Please set down the passage from the news report below on Pohamba and the corruption claims that runs between "The Pohamba administration" and "a global challenge.", inclusive, copying it word for word.

## Document text
—————

Former President Hifukipunye Pohamba has challenged SWAPO Party leaders, who claim that there was rampant corruption during his administration, to report the cases to the Anti-Corruption Commission (ACC).
The Pohamba administration has come under fire in recent weeks, from senior SWAPO Party leaders, including Education Minister, Katrina Hanse-Himarwa, National Council Chairperson, Margaret Mensah Williams and new SWAPO Party Youth League Secretary, Ephraim Nekongo, who all insinuated that President Hage Geingob had ‘closed all the taps’ on corruption.
The trio claims that forces in SWAPO opposed to Geingob were being driven by anger as they were no longer enjoying access to State tenders.
Hitting back at the accusation, Pohamba said his stance on corruption was well known, thus his push for the creation of the ACC under his administration.
“Under my administration the ACC was established, we never ignored corruption.”
He said the economic challenges of the country could not be blamed on anyone, as they were a global challenge.
“It’s a global problem. I see it in neighbouring countries such as South Africa, and Namibia has also been affected,” he said.
This comes as Finance Minister, Calle Schlettwein, has denied that the country’s economic challenges were a result of looting by a selected few.
The minister said the cash crunch was mainly due to external factors like the strengthening US dollar, which traded up to N$14 against the Namibian dollar last year, and a drop in the prices of uranium, zinc, diamonds and copper.
“The country’s coffers are empty and the current economic situation, the toughest since independence, is not a result of looting. It is not to be denied that the country is in economic decline, but that decline is not only happening in Namibia. If you look at the whole sub-Saharan Africa, almost all the economies have declined,” Schlettwein said.
“There is also a general decline in SADC, so Namibia is not an isolated case. The economic decline is not because of deliberate looting or mismanagement. There were three causes induced by external factors. Commodity prices crashed, oil prices crashed and diamond prices crashed. We are a primary based economy, moving on boom or burst. The severe drought, which lasted for three years, also badly affected the agriculture sector, which employs half of Namibia’s work force.”

—————

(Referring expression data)
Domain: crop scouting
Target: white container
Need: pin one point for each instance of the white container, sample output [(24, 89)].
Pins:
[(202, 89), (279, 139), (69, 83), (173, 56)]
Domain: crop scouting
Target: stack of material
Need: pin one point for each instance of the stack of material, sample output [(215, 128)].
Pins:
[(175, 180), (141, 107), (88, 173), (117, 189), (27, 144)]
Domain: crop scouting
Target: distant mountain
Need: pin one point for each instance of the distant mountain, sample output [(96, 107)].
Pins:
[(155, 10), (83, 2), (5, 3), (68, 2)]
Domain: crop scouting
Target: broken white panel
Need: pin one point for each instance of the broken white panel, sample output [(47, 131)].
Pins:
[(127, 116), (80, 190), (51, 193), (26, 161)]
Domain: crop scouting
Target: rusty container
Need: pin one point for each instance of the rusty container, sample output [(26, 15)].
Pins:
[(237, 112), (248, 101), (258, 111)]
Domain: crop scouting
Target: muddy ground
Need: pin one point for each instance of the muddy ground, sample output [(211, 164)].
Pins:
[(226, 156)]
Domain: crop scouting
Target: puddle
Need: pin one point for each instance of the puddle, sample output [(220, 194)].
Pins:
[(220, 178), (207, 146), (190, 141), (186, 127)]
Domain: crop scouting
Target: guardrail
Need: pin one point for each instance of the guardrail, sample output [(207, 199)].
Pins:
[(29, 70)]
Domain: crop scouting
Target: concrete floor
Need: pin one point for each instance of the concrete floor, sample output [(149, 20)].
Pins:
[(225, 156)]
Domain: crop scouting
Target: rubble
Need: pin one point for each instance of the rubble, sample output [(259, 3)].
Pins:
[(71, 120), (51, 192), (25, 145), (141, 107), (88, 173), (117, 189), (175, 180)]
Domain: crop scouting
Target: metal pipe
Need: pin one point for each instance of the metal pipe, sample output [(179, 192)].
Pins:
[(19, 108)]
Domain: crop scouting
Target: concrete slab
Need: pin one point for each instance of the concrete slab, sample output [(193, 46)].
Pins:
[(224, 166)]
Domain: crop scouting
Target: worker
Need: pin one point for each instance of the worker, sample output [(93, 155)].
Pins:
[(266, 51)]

—————

## Response
The Pohamba administration has come under fire in recent weeks, from senior SWAPO Party leaders, including Education Minister, Katrina Hanse-Himarwa, National Council Chairperson, Margaret Mensah Williams and new SWAPO Party Youth League Secretary, Ephraim Nekongo, who all insinuated that President Hage Geingob had ‘closed all the taps’ on corruption.
The trio claims that forces in SWAPO opposed to Geingob were being driven by anger as they were no longer enjoying access to State tenders.
Hitting back at the accusation, Pohamba said his stance on corruption was well known, thus his push for the creation of the ACC under his administration.
“Under my administration the ACC was established, we never ignored corruption.”
He said the economic challenges of the country could not be blamed on anyone, as they were a global challenge.